» Goal
Turn the part of the records that opens with the line containing "Can you find the white pitch" and runs through the end of the records into a Markdown table with the columns Row and Line, one numbered row per line, skipping blank lines. Leave the pictures out of the table.

= = =

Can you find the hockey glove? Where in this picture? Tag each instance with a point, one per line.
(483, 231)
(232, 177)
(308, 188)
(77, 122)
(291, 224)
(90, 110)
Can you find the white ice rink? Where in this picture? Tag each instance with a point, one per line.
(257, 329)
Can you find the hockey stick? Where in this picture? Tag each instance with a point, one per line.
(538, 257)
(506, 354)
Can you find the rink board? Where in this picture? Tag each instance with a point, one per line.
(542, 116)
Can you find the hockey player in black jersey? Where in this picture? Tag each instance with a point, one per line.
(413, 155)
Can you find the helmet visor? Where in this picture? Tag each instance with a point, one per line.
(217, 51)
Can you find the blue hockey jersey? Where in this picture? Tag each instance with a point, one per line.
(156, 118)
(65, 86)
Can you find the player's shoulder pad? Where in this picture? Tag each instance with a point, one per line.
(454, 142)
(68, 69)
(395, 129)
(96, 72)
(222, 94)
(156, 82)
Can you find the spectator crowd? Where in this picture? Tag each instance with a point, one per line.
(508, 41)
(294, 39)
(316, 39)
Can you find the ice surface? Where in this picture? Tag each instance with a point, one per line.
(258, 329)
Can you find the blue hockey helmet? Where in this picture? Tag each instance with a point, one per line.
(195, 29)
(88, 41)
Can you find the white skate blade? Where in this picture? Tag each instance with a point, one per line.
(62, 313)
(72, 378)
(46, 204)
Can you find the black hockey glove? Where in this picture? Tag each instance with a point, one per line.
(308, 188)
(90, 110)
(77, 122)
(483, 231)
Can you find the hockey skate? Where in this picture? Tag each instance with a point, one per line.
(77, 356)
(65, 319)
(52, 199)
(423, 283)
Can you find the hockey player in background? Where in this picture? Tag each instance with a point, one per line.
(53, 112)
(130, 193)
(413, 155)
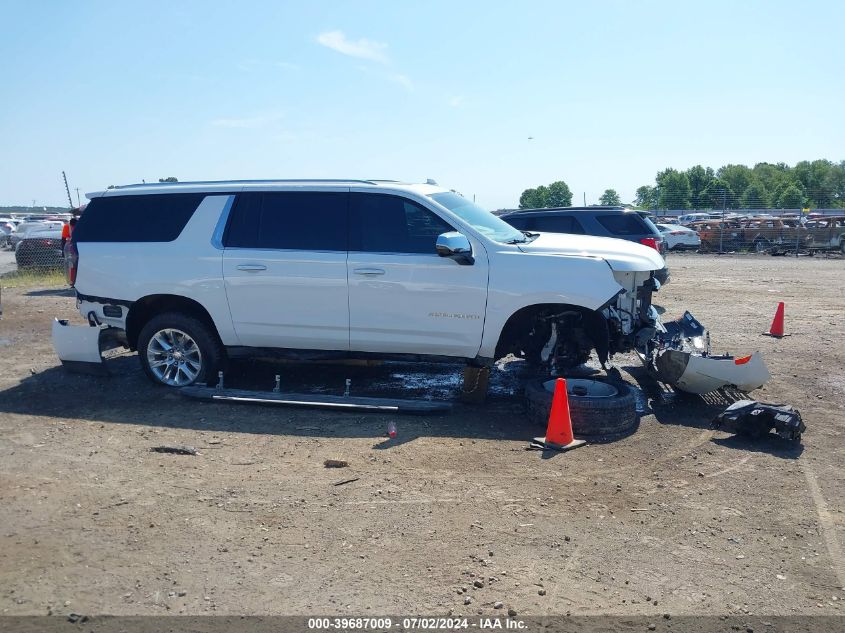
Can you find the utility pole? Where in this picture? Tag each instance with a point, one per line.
(67, 189)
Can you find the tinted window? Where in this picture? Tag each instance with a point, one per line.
(143, 218)
(557, 224)
(391, 224)
(306, 221)
(624, 224)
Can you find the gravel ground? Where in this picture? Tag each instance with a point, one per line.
(675, 518)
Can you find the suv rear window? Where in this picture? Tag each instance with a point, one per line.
(142, 218)
(293, 220)
(624, 224)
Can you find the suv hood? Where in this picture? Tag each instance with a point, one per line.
(622, 255)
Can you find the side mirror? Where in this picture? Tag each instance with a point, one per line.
(455, 246)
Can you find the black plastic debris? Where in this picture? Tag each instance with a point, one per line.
(756, 419)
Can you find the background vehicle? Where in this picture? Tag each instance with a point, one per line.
(23, 229)
(826, 233)
(678, 237)
(7, 225)
(40, 249)
(600, 221)
(318, 269)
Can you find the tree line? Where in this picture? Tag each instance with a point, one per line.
(818, 184)
(809, 184)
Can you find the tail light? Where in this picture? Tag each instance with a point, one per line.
(71, 262)
(653, 242)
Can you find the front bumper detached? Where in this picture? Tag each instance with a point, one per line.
(679, 355)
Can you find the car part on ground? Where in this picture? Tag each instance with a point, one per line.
(598, 221)
(756, 419)
(79, 347)
(679, 355)
(601, 410)
(317, 400)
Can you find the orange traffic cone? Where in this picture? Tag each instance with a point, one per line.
(776, 329)
(559, 431)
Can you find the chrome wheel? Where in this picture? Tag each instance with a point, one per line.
(174, 357)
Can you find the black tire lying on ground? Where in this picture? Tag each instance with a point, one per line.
(597, 419)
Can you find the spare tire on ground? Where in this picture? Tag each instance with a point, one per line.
(600, 410)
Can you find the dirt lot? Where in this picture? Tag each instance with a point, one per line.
(675, 518)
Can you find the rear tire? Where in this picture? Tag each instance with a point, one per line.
(177, 350)
(597, 419)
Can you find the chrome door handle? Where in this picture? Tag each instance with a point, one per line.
(368, 271)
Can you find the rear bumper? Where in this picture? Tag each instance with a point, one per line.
(78, 347)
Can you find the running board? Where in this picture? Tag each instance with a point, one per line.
(320, 401)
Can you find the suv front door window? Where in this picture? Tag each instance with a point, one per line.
(404, 297)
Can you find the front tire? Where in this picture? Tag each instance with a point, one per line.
(177, 350)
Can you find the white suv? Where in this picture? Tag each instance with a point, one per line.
(194, 273)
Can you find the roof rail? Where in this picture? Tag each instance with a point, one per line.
(249, 182)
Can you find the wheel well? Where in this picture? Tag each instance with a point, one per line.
(521, 323)
(148, 307)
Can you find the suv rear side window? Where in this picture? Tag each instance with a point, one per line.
(292, 220)
(392, 224)
(624, 224)
(556, 224)
(142, 218)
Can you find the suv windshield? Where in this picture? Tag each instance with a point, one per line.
(479, 218)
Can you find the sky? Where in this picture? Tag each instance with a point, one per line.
(487, 98)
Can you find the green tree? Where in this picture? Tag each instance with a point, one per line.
(534, 198)
(791, 198)
(755, 196)
(610, 198)
(674, 189)
(717, 195)
(738, 178)
(559, 195)
(699, 178)
(646, 197)
(527, 199)
(543, 196)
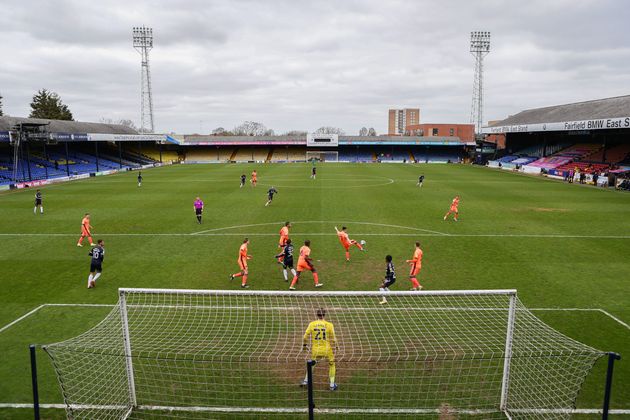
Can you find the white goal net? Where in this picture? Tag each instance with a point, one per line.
(238, 354)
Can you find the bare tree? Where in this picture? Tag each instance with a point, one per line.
(329, 130)
(252, 128)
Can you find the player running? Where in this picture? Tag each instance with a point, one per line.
(38, 203)
(286, 259)
(242, 263)
(86, 229)
(284, 237)
(198, 207)
(96, 265)
(453, 209)
(321, 335)
(270, 194)
(346, 242)
(390, 278)
(305, 263)
(416, 265)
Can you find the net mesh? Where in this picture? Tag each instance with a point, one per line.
(220, 354)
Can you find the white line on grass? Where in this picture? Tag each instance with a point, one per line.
(323, 221)
(33, 311)
(418, 234)
(304, 410)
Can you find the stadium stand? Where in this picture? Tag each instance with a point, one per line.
(615, 154)
(565, 156)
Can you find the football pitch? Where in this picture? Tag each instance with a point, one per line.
(565, 248)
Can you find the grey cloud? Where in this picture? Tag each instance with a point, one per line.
(300, 65)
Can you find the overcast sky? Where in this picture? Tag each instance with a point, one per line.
(300, 65)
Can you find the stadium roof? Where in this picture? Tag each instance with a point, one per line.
(60, 126)
(598, 114)
(589, 110)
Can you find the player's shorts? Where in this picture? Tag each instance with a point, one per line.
(415, 269)
(304, 267)
(323, 354)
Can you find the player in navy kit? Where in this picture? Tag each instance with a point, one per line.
(270, 194)
(96, 265)
(287, 259)
(38, 203)
(390, 278)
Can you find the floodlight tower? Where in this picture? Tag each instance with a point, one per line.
(143, 43)
(479, 48)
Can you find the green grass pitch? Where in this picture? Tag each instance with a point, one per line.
(561, 246)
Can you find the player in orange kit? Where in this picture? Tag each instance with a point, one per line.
(416, 265)
(242, 263)
(284, 235)
(86, 229)
(346, 242)
(305, 263)
(453, 209)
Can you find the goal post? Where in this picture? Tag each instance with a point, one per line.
(164, 353)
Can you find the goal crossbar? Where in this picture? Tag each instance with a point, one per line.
(490, 292)
(179, 353)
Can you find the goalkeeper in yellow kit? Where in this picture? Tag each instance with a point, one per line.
(321, 335)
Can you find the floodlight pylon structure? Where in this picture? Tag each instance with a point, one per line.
(143, 43)
(479, 48)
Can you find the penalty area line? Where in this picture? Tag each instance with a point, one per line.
(304, 410)
(105, 305)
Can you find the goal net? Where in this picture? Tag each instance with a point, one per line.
(238, 354)
(324, 156)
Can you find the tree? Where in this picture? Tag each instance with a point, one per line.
(329, 130)
(252, 128)
(48, 105)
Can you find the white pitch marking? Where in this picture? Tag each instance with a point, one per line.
(614, 318)
(303, 410)
(323, 221)
(419, 234)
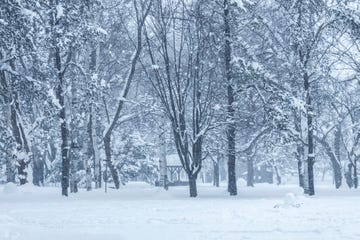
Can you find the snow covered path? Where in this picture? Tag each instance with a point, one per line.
(140, 211)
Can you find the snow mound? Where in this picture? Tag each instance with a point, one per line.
(290, 200)
(10, 188)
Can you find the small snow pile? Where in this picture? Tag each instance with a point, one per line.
(290, 200)
(10, 188)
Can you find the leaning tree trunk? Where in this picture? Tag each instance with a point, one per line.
(232, 188)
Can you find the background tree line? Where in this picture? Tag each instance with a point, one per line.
(101, 90)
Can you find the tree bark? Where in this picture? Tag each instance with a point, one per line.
(192, 185)
(310, 137)
(250, 171)
(232, 188)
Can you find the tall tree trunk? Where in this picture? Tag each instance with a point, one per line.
(65, 160)
(108, 132)
(299, 155)
(356, 181)
(216, 173)
(336, 163)
(250, 171)
(232, 188)
(192, 185)
(310, 137)
(93, 151)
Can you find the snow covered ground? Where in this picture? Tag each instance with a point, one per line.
(140, 211)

= = =

» Task solution
| Row | Line |
|---|---|
| 1 | Can you find the white pitch marking? Where in this picture? Tag each instance with a point, one per line. |
| 2 | (614, 318) |
| 3 | (303, 410) |
| 4 | (323, 221) |
| 5 | (419, 234) |
| 6 | Can you find the snow covered path? Where in this picture? Tag each instance with a point, one per line. |
| 7 | (140, 211) |
| 8 | Can you find the snow mound? Where in this picture? Tag each instance with a point, one per line. |
| 9 | (290, 200) |
| 10 | (10, 188) |
| 11 | Can you find the small snow pile? Where in this picture? Tag each instance with a point, one per line. |
| 12 | (290, 200) |
| 13 | (10, 188) |
| 14 | Can you find the leaning tree trunk? Where in this picture? Tag each instance with a point, one per line. |
| 15 | (232, 188) |
| 16 | Can you find the background tree line? Where in this picture? Tag each instance with a point, one per line. |
| 17 | (101, 90) |
| 18 | Can you find the tree bark? Where in this picture? Tag each instance with a point, one per line. |
| 19 | (192, 185) |
| 20 | (310, 137) |
| 21 | (250, 171) |
| 22 | (232, 188) |
| 23 | Can you find the tall tree trunk? Where in this picture? Tag each instance with a point, one per line. |
| 24 | (65, 160) |
| 25 | (108, 132) |
| 26 | (299, 155) |
| 27 | (356, 181) |
| 28 | (216, 173) |
| 29 | (336, 163) |
| 30 | (250, 171) |
| 31 | (232, 188) |
| 32 | (192, 185) |
| 33 | (310, 137) |
| 34 | (93, 151) |
| 35 | Can you find the snow covered ground? Where in this picture? Tag each instance with a point, one per line. |
| 36 | (140, 211) |